**Your instructions**
Copy every one of the rows below word for word, leaving the pictures out.

[Pointing entries for named objects]
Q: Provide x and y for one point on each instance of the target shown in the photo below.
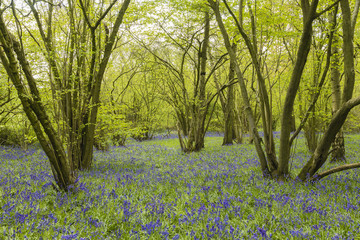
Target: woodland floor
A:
(151, 190)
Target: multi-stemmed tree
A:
(76, 39)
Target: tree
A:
(310, 14)
(77, 85)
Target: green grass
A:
(151, 190)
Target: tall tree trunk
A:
(322, 151)
(252, 126)
(338, 146)
(229, 107)
(13, 59)
(309, 13)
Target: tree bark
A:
(252, 126)
(321, 153)
(309, 13)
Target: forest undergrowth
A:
(151, 190)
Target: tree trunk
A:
(229, 107)
(244, 93)
(338, 146)
(321, 153)
(309, 11)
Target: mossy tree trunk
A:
(76, 81)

**Answer**
Q: Provide x and y for one point on each instance of the target shown in the photo below.
Target: woodland floor
A:
(151, 190)
Target: multi-stemmed tree
A:
(76, 39)
Target: tree
A:
(310, 14)
(77, 85)
Target: green grass
A:
(151, 190)
Target: tall tree trunk
A:
(322, 151)
(252, 126)
(338, 146)
(229, 107)
(13, 59)
(309, 13)
Target: tree bark
A:
(252, 126)
(321, 153)
(309, 13)
Target: forest undergrowth
A:
(151, 190)
Target: tree trunk
A:
(229, 107)
(244, 93)
(338, 146)
(321, 153)
(309, 11)
Target: mossy tree trunk
A:
(76, 81)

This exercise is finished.